REQUEST. Please tally how many lines in the rows below contain the string "grass", treating uppercase and lowercase as different, and reply with the number alone.

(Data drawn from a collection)
^^^^
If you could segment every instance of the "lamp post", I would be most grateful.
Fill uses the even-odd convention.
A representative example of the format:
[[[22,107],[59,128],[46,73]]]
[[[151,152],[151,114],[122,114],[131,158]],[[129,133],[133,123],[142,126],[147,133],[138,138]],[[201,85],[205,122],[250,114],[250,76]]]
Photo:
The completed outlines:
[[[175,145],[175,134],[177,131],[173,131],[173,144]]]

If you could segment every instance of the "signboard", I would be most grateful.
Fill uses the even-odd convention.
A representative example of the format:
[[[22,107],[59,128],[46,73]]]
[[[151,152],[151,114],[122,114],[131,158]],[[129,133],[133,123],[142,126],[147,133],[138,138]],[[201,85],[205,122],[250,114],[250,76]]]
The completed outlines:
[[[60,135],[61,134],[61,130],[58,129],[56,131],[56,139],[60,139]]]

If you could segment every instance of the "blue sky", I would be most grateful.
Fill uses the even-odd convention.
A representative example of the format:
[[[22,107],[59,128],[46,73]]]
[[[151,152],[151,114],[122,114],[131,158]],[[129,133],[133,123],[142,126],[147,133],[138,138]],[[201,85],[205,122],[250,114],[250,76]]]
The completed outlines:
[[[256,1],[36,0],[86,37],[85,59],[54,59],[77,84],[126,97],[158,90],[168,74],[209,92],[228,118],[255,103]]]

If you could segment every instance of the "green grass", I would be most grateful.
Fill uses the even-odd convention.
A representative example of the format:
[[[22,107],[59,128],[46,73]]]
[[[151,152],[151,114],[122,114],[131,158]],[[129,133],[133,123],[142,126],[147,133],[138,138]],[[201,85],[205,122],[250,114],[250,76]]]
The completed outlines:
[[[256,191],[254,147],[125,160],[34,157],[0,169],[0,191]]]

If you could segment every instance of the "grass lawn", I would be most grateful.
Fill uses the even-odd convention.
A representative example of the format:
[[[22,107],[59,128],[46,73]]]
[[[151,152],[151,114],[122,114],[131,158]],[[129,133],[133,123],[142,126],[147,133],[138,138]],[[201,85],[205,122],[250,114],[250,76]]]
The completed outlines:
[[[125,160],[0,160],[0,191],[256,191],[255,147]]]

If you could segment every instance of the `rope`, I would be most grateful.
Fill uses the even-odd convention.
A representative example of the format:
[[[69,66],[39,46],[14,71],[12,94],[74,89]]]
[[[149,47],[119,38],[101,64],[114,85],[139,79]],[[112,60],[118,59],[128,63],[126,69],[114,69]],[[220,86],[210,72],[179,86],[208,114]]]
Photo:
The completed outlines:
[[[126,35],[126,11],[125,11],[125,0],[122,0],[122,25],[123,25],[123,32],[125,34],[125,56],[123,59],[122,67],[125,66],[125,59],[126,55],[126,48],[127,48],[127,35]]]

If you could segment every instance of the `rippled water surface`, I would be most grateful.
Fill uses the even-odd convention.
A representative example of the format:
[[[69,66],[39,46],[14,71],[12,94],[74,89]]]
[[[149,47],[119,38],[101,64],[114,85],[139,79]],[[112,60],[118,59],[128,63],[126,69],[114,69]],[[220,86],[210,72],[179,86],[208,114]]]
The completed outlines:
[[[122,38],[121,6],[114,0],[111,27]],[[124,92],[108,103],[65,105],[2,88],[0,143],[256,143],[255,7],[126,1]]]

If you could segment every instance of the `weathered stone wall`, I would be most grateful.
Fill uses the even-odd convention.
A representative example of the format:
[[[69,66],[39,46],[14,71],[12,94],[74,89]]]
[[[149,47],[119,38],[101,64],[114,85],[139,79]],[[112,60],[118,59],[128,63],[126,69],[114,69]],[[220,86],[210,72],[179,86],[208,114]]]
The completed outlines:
^^^^
ANSWER TO THIS EXERCISE. 2